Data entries
________________________________________
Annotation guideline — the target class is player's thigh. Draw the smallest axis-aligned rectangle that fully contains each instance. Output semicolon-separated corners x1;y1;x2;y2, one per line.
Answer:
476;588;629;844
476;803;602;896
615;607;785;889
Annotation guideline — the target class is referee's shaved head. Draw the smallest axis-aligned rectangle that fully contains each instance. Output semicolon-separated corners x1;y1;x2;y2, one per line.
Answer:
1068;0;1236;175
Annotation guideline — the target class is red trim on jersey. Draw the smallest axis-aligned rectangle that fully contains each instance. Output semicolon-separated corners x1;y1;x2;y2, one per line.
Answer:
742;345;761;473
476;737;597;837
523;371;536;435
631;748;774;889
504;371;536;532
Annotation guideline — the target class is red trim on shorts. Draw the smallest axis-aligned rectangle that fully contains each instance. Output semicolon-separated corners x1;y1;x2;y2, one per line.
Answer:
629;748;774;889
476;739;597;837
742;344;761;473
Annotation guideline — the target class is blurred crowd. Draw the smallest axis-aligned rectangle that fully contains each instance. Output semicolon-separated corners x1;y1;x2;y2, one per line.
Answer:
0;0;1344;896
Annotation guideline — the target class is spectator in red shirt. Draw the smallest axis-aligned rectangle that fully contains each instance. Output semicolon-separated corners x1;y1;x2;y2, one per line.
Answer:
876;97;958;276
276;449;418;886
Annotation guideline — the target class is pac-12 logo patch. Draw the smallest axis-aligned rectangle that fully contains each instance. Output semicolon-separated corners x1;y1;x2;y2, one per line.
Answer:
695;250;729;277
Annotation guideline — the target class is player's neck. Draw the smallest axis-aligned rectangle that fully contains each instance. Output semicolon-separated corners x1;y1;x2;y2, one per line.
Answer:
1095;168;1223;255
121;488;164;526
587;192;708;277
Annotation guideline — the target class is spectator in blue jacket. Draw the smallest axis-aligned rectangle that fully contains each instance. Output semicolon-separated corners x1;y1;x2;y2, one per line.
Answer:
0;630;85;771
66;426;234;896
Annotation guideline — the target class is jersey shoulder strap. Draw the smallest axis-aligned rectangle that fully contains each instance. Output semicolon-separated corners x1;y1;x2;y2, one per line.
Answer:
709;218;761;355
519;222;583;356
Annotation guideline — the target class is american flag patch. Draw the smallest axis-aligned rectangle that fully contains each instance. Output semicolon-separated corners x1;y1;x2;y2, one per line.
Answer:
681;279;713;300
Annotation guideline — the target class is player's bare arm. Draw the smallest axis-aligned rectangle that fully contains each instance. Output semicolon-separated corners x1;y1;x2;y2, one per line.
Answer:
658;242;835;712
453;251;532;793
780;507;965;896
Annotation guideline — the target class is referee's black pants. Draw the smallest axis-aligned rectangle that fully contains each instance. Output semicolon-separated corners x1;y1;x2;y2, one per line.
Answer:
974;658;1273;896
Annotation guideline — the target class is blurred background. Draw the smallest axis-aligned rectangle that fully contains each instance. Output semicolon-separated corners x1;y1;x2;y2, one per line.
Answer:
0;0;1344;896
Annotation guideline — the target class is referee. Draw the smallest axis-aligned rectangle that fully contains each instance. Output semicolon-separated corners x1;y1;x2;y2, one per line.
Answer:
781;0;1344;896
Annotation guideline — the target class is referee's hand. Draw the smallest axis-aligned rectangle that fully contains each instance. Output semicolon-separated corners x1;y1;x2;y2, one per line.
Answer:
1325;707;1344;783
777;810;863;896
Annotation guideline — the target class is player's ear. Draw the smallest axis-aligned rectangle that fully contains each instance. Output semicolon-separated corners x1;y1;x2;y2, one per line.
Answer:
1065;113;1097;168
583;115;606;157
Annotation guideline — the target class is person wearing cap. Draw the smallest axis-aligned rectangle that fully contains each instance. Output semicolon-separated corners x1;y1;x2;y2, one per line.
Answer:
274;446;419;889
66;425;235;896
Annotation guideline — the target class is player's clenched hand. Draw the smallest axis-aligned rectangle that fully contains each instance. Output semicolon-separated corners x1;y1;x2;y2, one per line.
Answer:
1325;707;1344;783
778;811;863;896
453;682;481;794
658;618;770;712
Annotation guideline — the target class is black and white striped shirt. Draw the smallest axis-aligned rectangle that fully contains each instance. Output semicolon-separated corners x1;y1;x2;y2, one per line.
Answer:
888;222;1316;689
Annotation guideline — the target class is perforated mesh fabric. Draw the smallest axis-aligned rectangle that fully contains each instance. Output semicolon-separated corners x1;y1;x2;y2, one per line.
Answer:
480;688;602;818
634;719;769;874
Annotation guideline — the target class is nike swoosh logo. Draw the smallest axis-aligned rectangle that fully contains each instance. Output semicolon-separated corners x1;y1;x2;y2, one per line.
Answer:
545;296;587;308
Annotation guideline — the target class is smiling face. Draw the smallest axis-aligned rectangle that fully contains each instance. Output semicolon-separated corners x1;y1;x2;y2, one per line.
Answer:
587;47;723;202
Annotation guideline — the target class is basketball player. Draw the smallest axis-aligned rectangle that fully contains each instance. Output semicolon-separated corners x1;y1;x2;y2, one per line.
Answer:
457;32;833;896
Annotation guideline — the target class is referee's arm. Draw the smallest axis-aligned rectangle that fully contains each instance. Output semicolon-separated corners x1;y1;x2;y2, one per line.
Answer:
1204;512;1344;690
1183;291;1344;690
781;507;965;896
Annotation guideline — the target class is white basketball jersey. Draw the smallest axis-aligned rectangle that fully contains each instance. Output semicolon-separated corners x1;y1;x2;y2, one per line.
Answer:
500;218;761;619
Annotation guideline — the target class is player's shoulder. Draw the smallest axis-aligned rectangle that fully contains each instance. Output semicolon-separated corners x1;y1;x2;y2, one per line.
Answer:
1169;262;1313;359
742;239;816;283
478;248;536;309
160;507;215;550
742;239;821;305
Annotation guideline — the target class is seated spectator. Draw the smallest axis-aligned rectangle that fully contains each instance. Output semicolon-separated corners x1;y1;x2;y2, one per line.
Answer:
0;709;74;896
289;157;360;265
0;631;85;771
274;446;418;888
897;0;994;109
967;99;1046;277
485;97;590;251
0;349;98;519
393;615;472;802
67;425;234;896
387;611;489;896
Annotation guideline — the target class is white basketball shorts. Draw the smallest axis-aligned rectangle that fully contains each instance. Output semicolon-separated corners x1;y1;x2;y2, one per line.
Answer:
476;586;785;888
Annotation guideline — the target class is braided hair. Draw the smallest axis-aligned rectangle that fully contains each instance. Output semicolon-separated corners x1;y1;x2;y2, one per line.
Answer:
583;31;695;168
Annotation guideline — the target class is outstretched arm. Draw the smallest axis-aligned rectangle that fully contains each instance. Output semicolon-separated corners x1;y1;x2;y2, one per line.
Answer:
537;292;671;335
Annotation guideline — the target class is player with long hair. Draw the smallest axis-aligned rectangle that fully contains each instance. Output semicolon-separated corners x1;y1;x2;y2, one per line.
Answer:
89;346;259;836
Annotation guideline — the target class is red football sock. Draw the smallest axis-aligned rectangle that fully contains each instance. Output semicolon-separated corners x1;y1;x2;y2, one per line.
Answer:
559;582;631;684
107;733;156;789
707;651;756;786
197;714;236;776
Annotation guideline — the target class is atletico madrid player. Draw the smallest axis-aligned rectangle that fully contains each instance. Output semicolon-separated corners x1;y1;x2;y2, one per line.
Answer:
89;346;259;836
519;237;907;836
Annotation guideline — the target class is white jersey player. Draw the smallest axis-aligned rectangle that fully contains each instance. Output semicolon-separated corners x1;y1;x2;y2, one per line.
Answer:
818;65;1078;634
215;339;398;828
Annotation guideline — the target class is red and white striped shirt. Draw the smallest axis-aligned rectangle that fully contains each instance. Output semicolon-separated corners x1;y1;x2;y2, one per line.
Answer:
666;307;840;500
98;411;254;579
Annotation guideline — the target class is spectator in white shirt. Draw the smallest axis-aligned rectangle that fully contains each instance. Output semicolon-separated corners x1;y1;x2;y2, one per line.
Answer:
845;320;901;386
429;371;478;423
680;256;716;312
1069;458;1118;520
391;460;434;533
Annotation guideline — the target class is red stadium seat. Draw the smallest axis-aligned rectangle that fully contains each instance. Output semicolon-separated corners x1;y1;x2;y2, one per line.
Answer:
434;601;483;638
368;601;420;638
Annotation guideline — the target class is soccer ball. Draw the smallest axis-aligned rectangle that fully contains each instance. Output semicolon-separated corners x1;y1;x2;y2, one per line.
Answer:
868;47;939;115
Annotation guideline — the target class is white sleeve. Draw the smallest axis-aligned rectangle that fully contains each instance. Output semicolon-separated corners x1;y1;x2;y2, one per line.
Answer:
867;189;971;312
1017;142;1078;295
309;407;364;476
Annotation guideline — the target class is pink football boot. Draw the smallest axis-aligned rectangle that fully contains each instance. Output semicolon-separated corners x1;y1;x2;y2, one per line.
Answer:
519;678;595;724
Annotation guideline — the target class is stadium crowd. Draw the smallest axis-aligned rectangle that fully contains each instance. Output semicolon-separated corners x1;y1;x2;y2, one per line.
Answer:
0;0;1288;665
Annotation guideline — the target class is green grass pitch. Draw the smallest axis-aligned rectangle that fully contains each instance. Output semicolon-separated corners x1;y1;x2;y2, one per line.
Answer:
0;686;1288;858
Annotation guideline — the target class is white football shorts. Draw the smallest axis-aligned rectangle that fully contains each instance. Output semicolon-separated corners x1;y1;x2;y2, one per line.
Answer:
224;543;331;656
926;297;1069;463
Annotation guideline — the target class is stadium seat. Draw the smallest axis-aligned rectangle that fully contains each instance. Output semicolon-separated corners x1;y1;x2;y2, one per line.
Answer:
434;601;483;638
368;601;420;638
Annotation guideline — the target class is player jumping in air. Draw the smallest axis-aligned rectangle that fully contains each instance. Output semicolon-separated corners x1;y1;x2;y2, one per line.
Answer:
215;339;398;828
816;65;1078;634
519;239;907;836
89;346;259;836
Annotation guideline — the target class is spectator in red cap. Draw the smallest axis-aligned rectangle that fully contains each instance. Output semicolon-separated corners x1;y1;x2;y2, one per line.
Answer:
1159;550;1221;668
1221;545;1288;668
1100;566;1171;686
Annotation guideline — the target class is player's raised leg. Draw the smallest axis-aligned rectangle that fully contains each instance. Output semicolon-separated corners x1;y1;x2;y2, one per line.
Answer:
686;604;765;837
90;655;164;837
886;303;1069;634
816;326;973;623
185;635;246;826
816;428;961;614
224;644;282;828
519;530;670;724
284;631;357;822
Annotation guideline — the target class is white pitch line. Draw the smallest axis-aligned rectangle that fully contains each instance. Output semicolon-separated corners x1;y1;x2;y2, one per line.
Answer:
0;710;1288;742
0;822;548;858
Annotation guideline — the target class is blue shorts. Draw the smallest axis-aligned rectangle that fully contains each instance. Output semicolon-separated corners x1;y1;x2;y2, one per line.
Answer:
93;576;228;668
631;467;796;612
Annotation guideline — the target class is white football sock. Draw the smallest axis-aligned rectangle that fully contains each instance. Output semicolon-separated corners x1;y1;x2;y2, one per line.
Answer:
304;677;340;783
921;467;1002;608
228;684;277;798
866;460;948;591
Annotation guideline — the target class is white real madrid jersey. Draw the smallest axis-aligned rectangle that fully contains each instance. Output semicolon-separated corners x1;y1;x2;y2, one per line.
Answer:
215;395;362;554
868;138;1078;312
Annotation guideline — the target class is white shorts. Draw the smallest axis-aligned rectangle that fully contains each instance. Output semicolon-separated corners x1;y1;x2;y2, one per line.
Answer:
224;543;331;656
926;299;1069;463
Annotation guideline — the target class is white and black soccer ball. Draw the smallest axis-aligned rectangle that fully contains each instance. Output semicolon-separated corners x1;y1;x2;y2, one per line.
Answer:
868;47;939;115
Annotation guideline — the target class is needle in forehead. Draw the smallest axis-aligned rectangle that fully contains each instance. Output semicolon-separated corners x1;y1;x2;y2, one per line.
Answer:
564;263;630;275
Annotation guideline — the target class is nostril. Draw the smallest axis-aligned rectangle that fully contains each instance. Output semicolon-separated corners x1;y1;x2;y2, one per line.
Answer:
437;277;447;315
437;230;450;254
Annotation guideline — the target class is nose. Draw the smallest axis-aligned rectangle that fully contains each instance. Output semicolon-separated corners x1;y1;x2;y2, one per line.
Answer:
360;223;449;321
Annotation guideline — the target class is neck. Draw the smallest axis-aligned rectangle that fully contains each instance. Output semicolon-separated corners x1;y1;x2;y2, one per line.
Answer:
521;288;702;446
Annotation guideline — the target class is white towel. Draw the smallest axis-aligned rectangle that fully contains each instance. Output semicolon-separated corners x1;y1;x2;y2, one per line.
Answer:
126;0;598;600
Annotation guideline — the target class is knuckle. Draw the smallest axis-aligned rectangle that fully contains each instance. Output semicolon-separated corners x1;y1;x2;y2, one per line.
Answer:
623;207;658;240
________________________________________
Rewrite the lines from the one containing "Annotation guideline — the target class is spectator in white" through the one containing "391;460;434;533", switching "white shirt" to "black jacket" and keeping everything else the same.

Annotation guideline — the target class is spectator in black jacket. Draw the smallest axis-aligned rectangle that fully contains each instance. Output semicolon-separated corners x1;y1;x2;y2, one per line.
Answer:
845;320;901;386
429;371;478;423
680;256;716;312
1069;458;1118;520
391;460;434;533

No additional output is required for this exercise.